WORK INSTRUCTIONS: Reproduce, character for character, the lines of the records below from the line containing "Task: indicate every instance of the helmet" through the line containing "[(78, 86), (84, 69)]", including both of those lines.

DATASET ROWS:
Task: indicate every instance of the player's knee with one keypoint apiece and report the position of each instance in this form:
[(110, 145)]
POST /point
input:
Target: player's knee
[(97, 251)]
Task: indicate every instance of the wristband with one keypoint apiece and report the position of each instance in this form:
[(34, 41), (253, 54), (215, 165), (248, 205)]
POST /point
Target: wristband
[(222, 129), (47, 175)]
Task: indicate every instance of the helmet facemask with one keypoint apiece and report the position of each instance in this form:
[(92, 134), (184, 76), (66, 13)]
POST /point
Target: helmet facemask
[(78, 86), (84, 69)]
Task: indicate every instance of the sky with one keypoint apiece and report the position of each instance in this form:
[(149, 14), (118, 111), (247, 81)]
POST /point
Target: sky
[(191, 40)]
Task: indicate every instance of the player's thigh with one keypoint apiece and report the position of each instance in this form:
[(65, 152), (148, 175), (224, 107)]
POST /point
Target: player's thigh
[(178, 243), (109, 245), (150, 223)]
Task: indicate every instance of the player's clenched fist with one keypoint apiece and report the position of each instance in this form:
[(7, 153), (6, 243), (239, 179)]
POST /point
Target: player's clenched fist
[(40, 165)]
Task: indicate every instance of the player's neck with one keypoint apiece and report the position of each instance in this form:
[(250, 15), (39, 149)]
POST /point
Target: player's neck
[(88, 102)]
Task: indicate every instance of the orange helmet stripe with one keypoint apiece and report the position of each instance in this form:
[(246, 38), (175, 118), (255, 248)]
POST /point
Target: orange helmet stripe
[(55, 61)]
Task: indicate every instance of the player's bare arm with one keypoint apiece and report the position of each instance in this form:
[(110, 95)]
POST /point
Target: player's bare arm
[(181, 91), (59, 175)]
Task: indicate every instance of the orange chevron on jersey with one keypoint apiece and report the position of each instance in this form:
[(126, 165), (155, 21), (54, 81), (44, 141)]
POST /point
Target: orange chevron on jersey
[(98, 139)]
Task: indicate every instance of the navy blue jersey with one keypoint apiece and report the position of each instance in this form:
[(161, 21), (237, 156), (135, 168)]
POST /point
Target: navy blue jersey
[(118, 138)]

OUTPUT FOR THIS TASK:
Task: indicate every instance of the helmet facemask with one keypoint apiece and report the position of each instance in this form:
[(92, 134), (184, 76), (66, 13)]
POST /point
Target: helmet facemask
[(78, 86), (84, 69)]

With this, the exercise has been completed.